Image-grounded pointing data
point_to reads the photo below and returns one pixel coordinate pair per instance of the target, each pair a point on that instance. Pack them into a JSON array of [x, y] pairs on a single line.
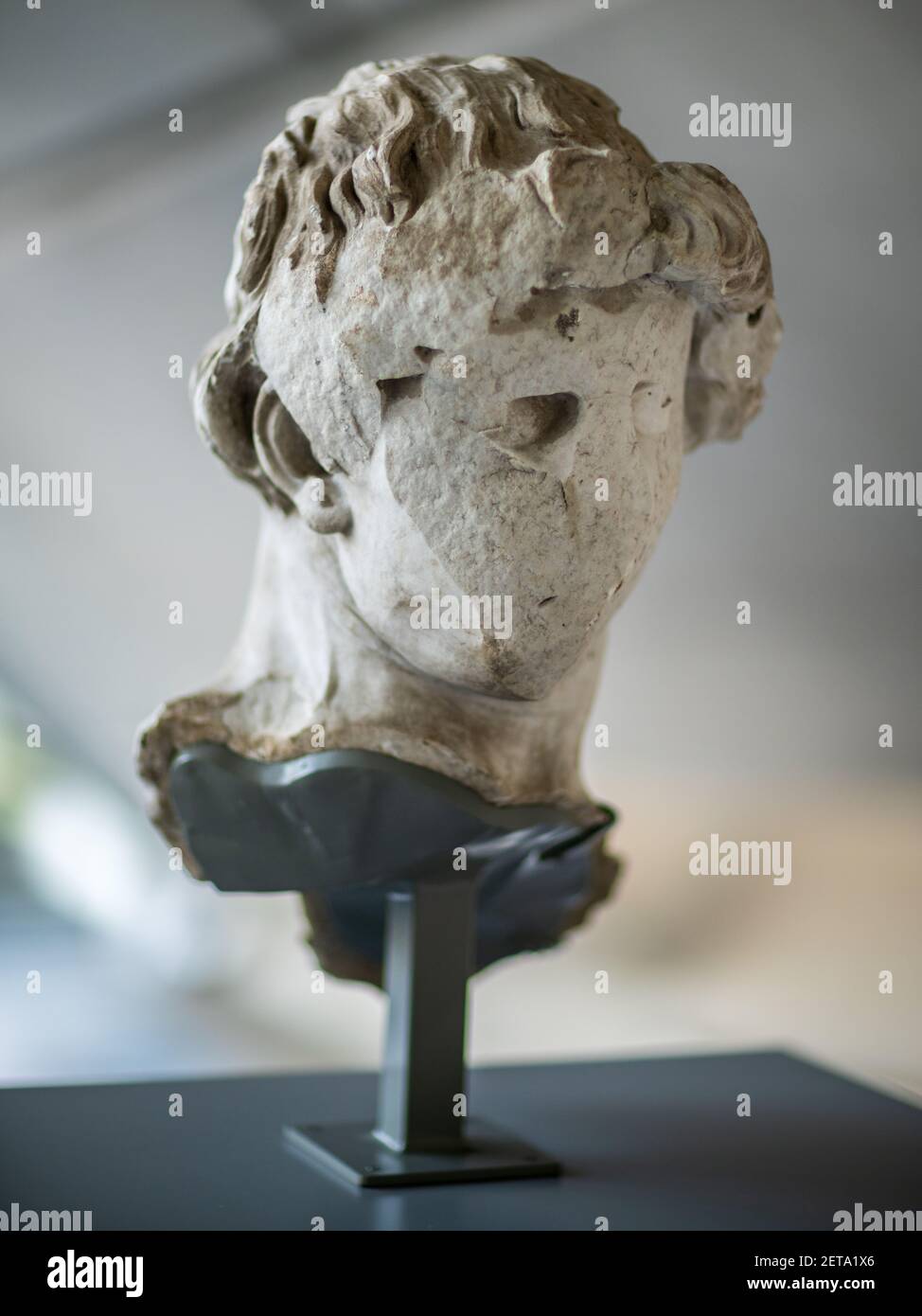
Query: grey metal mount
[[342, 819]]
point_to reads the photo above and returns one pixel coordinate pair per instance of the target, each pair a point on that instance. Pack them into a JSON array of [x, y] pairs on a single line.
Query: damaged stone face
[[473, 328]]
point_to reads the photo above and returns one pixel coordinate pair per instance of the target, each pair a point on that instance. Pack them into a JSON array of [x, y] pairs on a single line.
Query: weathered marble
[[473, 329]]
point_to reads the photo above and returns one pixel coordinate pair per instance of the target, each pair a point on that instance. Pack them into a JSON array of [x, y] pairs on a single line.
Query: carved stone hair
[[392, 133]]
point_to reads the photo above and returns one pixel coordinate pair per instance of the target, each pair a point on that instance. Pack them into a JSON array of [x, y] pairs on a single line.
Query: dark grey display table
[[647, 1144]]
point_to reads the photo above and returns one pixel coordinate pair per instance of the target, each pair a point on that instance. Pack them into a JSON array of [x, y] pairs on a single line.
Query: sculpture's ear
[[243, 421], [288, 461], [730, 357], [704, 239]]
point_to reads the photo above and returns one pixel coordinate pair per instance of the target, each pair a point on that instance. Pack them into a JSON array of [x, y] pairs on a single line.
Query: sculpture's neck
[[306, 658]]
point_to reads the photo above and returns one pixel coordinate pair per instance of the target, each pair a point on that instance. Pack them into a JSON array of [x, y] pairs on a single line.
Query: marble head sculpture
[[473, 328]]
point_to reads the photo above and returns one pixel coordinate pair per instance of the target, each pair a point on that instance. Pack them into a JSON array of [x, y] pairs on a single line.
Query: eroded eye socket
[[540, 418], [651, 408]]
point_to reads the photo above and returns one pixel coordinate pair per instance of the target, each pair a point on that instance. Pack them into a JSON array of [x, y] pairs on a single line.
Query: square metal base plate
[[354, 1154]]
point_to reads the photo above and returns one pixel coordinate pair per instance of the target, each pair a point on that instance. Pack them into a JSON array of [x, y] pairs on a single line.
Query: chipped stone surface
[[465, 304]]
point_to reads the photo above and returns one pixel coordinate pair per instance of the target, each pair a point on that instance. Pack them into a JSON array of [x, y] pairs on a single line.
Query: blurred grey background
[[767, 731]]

YOUR ASSIGNMENT. Each entry above should be written out verbatim, minus its pictures.

REPLY.
point_to reads the photo below and returns one pixel coordinate pair per instance of the target, each pair a point on that instance. Pack them into a JSON array of [x, y] pairs on a single line.
Query: grey metal mount
[[342, 819]]
point_to reads the photo above and returns one pixel coordinate pair per instance of the target, each pair a point on that instance. Pack them into a JSON array of [x, y] pairs on a single line.
Query: damaged stone face
[[473, 328]]
point_to reads the photo above and returns one pixel coordinate pair per instance of the target, each pair a point on that instance. Pack them into a JSON array of [x, y] pairs on a single line.
Query: weathered marble
[[473, 329]]
point_to reads the photo above and returns one pixel coordinate pair per instance of the target, each pair a point on that instance. Pack them into a JSON array of [x, y] pairs on a single line.
Query: carved stone hair
[[392, 133]]
point_to reads the photo above and returns one pixel coordinate pair per instance of the target, each pair a point on that instance. Pack them into a JSON array of [x, y] pairs on a single line.
Query: dark grey display table
[[647, 1144]]
point_to reads the photo above and returns one pixel coordinate pair per instance of the target, each pair a point on that instance. Pack them into a JSON array of [x, y] pairs on a single line.
Query: sculpture's ear
[[243, 421], [288, 461], [730, 357], [704, 239]]
point_to reads the photo above and returns one pixel coordinate pair per instance of the target, each pair a point on that instance. Pack them into a JSON array of [x, y] pairs on a single line.
Query: sculpture's neck
[[306, 658]]
point_to reads the photo above and returns one pixel coordinate pair per instance of the target, each pair a point on that instance. Pack them into a JSON array of [x, y] pairs on a single line.
Query: marble head sculpture
[[473, 328]]
point_to reads the photo above and returns one pixel coordinate pair per instance of the target, each pair a point on that instance. Pack them into a JSON array of [x, y] pairs on a single line.
Query: eroded eye socket
[[540, 418], [651, 408]]
point_to reads the photo above and returns one pixel coordinate pair per instance of the target, each pair a point on that instance. Pack them into a JSON array of [x, y] pairs on a single line.
Query: square metal base plate
[[354, 1154]]
point_to reads the photo above and returns one pixel coordinate pair per instance of the target, each pair a point on that instance. Pack them into a JSON array of [x, y] pairs on a single line.
Query: chipped stone surface
[[465, 304]]
point_to reads the photo above and returns one pixel coordinate pair per instance of the target, each pair a point on that instance. Pack them into a JSON array of [x, y] pairs on a single line.
Query: blurred grey background
[[767, 731]]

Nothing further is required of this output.